Return only the lines starting at the line that contains "Check that each instance of the flat" and ending with the final line of the listing; include both endpoints.

(Extracted records)
◇ ◇ ◇
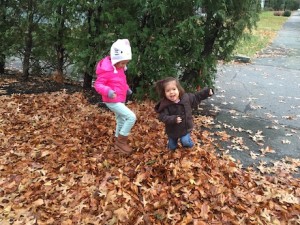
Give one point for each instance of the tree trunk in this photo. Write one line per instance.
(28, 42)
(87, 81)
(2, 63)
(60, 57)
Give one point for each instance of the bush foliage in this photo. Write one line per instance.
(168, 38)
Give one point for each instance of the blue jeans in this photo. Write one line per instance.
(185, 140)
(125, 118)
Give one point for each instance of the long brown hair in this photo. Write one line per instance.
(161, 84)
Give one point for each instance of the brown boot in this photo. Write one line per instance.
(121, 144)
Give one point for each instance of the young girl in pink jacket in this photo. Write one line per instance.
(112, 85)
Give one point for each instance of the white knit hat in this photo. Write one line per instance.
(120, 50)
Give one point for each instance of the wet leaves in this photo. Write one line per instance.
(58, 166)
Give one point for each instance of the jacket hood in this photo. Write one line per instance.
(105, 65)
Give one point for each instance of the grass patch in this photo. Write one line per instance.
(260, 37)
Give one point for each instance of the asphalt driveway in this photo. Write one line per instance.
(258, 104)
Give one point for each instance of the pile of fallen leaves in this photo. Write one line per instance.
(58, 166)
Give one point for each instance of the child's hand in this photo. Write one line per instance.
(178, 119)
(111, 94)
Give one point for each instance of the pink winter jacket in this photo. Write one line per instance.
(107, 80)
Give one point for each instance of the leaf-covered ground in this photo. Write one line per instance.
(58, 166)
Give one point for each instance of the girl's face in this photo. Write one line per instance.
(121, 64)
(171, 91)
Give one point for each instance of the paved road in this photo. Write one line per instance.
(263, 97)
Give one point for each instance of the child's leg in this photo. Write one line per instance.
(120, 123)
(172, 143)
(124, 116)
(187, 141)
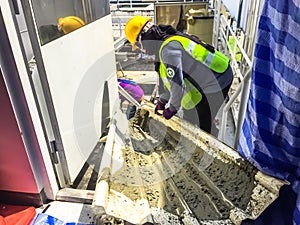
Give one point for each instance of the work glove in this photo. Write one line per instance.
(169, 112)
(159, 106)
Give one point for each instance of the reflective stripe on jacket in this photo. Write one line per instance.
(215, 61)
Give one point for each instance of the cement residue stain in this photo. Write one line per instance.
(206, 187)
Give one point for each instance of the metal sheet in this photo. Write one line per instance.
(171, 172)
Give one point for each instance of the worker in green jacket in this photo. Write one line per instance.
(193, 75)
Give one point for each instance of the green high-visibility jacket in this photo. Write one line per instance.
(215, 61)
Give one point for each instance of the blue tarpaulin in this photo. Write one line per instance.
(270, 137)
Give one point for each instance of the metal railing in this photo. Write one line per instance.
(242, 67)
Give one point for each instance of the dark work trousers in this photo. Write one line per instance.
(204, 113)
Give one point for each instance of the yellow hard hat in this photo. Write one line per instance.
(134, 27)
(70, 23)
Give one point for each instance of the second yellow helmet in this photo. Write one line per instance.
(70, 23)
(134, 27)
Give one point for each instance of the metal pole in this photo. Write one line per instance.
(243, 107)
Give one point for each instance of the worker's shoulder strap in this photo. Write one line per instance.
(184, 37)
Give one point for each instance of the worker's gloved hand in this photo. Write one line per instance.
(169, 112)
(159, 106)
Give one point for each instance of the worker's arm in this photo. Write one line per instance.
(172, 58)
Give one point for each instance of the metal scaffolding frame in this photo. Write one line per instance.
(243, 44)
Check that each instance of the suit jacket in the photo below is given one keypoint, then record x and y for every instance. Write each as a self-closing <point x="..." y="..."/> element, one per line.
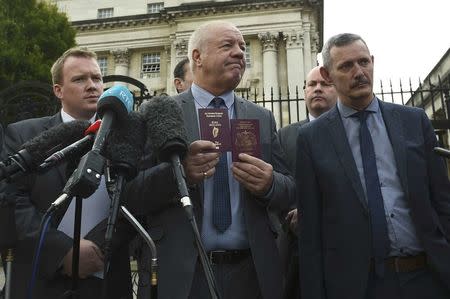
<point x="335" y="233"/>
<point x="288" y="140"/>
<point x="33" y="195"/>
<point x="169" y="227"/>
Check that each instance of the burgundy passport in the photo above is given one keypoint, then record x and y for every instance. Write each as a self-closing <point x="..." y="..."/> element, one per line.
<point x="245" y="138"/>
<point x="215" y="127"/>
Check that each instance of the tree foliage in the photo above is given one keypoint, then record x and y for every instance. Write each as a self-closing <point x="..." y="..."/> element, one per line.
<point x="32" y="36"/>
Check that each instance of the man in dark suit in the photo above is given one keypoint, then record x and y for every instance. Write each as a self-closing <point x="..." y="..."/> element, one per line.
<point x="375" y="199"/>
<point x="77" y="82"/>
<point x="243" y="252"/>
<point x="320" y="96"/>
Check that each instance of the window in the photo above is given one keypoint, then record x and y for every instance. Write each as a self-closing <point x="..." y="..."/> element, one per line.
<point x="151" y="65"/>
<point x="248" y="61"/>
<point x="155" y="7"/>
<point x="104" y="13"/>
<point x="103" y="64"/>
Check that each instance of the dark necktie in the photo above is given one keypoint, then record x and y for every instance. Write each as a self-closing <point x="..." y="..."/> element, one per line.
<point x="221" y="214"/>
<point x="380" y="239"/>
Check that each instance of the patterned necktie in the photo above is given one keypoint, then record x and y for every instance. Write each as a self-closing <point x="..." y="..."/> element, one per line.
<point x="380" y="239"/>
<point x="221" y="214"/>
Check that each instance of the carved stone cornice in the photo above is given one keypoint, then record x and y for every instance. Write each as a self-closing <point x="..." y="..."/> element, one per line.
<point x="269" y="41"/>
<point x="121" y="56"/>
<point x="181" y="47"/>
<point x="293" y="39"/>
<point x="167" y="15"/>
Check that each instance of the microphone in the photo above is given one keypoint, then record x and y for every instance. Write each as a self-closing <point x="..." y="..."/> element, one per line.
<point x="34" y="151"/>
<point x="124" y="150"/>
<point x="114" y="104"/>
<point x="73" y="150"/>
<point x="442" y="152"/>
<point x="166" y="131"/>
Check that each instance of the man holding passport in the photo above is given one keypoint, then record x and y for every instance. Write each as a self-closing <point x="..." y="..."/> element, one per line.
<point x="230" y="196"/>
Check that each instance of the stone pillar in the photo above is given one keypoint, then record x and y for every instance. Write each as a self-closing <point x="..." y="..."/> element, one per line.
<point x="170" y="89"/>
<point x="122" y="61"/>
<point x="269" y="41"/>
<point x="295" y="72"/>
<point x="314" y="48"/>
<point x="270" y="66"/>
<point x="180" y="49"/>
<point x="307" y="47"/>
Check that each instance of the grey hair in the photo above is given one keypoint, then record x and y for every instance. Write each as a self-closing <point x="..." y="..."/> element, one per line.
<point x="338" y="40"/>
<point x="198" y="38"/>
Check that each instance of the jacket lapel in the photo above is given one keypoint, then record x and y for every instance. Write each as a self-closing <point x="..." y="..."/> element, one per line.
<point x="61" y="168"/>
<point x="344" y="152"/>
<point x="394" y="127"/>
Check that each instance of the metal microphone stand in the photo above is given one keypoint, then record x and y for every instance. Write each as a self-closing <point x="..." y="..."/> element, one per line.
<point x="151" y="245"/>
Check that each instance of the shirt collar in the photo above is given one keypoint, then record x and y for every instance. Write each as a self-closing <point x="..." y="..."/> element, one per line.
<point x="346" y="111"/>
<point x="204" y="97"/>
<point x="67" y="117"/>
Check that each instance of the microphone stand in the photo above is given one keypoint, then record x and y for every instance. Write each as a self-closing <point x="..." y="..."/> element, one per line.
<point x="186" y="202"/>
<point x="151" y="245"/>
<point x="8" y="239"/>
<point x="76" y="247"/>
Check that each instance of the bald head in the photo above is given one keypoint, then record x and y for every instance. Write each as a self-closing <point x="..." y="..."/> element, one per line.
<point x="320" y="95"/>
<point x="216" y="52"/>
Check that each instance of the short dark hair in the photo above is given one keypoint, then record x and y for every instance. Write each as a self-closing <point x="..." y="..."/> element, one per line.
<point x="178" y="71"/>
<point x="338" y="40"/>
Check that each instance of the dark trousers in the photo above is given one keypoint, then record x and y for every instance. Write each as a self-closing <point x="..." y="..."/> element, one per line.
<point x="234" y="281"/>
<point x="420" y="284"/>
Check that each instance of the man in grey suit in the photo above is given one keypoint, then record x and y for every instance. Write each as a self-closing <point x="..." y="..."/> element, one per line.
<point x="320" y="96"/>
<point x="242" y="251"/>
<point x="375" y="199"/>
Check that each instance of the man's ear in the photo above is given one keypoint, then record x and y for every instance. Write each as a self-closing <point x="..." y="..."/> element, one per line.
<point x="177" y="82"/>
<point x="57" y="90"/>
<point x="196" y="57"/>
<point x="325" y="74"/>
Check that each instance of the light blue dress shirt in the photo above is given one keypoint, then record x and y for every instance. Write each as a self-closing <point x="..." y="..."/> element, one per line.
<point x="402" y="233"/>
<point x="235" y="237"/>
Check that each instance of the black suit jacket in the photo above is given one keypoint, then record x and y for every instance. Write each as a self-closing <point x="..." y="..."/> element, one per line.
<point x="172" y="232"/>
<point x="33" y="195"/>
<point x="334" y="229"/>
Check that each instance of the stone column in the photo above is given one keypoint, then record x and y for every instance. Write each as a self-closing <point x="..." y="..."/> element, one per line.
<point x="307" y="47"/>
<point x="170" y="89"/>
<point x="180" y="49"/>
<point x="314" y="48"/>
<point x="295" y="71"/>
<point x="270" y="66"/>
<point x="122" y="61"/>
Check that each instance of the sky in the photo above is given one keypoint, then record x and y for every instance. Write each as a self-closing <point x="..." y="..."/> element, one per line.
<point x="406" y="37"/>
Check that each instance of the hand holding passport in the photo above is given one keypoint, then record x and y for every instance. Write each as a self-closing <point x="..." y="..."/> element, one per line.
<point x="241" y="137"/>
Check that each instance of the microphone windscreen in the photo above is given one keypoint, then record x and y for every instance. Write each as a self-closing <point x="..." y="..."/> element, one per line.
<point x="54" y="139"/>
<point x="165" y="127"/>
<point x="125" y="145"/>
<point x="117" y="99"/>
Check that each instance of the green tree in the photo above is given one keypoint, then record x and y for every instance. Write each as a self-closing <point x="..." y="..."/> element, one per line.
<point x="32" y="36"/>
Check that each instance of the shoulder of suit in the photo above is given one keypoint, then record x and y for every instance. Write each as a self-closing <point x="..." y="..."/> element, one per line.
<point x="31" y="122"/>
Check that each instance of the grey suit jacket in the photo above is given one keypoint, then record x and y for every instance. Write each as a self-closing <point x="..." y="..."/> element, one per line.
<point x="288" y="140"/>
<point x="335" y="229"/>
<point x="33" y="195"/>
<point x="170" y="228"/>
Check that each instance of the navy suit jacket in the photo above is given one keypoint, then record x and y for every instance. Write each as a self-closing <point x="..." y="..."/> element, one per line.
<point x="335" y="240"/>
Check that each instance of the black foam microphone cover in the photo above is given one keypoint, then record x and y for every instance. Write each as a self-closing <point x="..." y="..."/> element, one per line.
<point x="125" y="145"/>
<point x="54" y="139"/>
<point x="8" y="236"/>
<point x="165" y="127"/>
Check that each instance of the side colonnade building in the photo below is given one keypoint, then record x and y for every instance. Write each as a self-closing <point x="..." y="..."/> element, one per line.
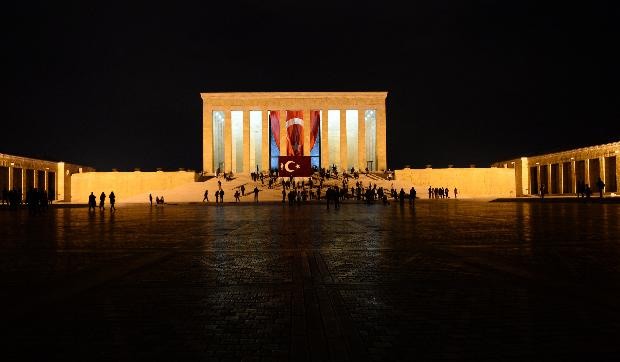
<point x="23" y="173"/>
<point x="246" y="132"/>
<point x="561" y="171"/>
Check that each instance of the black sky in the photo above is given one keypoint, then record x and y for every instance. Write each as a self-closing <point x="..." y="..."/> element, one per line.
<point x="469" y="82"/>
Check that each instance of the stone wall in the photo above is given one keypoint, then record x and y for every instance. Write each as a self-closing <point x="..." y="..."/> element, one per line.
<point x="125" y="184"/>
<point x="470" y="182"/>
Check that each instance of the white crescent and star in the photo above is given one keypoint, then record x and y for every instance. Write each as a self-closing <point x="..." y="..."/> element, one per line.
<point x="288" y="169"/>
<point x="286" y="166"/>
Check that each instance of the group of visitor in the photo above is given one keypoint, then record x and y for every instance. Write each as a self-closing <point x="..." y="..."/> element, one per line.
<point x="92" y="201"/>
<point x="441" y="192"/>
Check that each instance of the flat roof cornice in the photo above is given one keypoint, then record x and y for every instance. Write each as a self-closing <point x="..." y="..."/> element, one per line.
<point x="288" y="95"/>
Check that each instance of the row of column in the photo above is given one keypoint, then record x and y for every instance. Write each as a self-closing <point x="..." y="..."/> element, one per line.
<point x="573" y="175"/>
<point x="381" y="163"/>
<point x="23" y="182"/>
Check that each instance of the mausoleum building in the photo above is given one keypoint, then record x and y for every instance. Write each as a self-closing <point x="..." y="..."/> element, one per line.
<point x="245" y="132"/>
◇ ◇ ◇
THE ANSWER:
Check that each instance of the flat roof cornice in the photo above is given one keypoint, then record x and y for every instance. Write each as a self-closing <point x="..." y="..."/> element, one per line.
<point x="288" y="95"/>
Check that each instance of the row of column in the photo above is given one keypoint, then record x and y for every instance. Write each as a self-closing <point x="..." y="..."/> element, one per line.
<point x="573" y="175"/>
<point x="381" y="163"/>
<point x="23" y="182"/>
Check that each instance of the mausoleum building in the photo above is given one keypoint, then record x and y for every instance. Write each as a self-closing <point x="..." y="..."/> element, one per line.
<point x="245" y="132"/>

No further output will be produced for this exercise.